Page excerpt:
Re Brambles Industries Ltd

Case

[2006] FCA 1273

13 SEPTEMBER 2006


Details
AGLC Case Decision Date
Re Brambles Industries Ltd [2006] FCA 1273 [2006] FCA 1273 13 SEPTEMBER 2006

CaseChat Overview and Summary

In the case of Re Brambles Industries Ltd, the plaintiff, Brambles Industries Ltd (BIL), sought an order under section 411(1) of the Corporations Act 2001 (Cth) to convene a meeting of its shareholders to consider and potentially approve a scheme of arrangement. The scheme, referred to as the BIL Scheme, was part of a broader restructuring plan to unify the dual-listed companies structure of BIL and Brambles Industries Plc (BIP) under a single Australian holding company, Brambles Limited. The meeting, known as the BIL Scheme Meeting, was to be held on 9 November 2006, and the court was required to determine whether the order should be granted.

The primary legal issue before the court was whether it should compel BIL to convene a shareholder meeting to consider and vote on the BIL Scheme. This decision hinged on whether the scheme was in the best interests of the shareholders and whether the necessary procedures and disclosures had been properly executed. The court needed to ensure that the scheme met the statutory requirements and that shareholders were adequately informed to make an informed decision.

Requests:
(a) Answer these questions from the Brambles case summary, one line each:
(i) On what date was the decision in Re Brambles Industries Ltd made?
(ii) Under which section of the Corporations Act 2001 (Cth) did BIL seek its order?
(iii) On what date was the BIL Scheme Meeting to be held?
(b) Rewrite the paragraph of the Brambles case summary that begins "The primary legal issue before the court" as a short list of its main points.
(c) Write the next paragraph of the Brambles case summary, following on from its final sentence.

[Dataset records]
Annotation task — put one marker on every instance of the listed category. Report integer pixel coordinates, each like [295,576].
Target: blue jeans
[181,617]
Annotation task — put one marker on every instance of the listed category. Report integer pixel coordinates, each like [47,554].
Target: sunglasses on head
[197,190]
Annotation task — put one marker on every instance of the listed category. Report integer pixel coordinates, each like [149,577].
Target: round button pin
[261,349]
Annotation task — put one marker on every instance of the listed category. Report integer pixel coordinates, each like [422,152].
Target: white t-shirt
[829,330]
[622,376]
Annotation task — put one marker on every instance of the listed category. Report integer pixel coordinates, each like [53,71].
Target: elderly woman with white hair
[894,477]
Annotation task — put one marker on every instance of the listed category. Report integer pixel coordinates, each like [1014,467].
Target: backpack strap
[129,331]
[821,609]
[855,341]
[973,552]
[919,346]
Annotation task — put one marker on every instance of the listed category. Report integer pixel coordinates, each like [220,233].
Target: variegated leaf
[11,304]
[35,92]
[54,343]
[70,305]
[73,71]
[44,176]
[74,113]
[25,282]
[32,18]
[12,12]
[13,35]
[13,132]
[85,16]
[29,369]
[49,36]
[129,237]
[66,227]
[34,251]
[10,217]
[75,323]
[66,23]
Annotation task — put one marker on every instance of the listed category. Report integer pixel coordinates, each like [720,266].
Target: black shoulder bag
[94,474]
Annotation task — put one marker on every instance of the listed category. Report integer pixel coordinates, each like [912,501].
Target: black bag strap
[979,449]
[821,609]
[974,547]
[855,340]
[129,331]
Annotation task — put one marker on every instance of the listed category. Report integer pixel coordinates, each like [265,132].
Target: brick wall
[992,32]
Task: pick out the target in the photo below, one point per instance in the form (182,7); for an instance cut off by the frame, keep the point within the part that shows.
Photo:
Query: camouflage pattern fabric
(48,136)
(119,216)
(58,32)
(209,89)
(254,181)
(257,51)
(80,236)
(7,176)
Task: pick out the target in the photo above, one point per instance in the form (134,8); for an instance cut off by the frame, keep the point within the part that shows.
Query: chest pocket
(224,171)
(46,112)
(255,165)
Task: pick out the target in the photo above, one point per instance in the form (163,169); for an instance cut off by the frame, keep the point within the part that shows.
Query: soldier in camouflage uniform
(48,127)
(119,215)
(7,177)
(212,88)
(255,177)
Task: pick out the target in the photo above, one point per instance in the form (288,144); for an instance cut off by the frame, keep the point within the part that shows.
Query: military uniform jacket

Answers by task:
(a)
(i) 13 September 2006
(ii) Section 411(1)
(iii) 9 November 2006

(b)
- Main issue: whether the court should compel BIL to convene a shareholder meeting to consider and vote on the BIL Scheme.
- The decision depended on whether the scheme was in the shareholders' best interests.
- It also depended on whether the necessary procedures and disclosures had been properly carried out.
- The court had to confirm that the scheme met the statutory requirements.
- The court had to confirm that shareholders were informed well enough to make an informed decision.

(c)
The court, having reviewed the evidence and submissions, concluded that the proposed unification was in the best interests of the BIL shareholders. The court was satisfied with the due diligence process and the independent expert's report, which supported the conclusion that shareholders would likely benefit from the unification. Additionally, the Australian Securities and Investments Commission had indicated it would not oppose the scheme. Based on this, the court found that it was appropriate to order the convening of the BIL Scheme Meeting to allow shareholders to consider and vote on the scheme.

The court issued detailed orders for the convening of the BIL Scheme Meeting, including the time, date, and venue, as well as specific procedural requirements such as the approval of explanatory statements, proxy and election forms, and advertising and mailing of relevant documents to shareholders. The orders also provided for the dispensation of certain procedural rules and regulations to facilitate the meeting. The court adjourned the proceeding to allow for the meeting to take place and granted the plaintiff liberty to apply for further orders as necessary.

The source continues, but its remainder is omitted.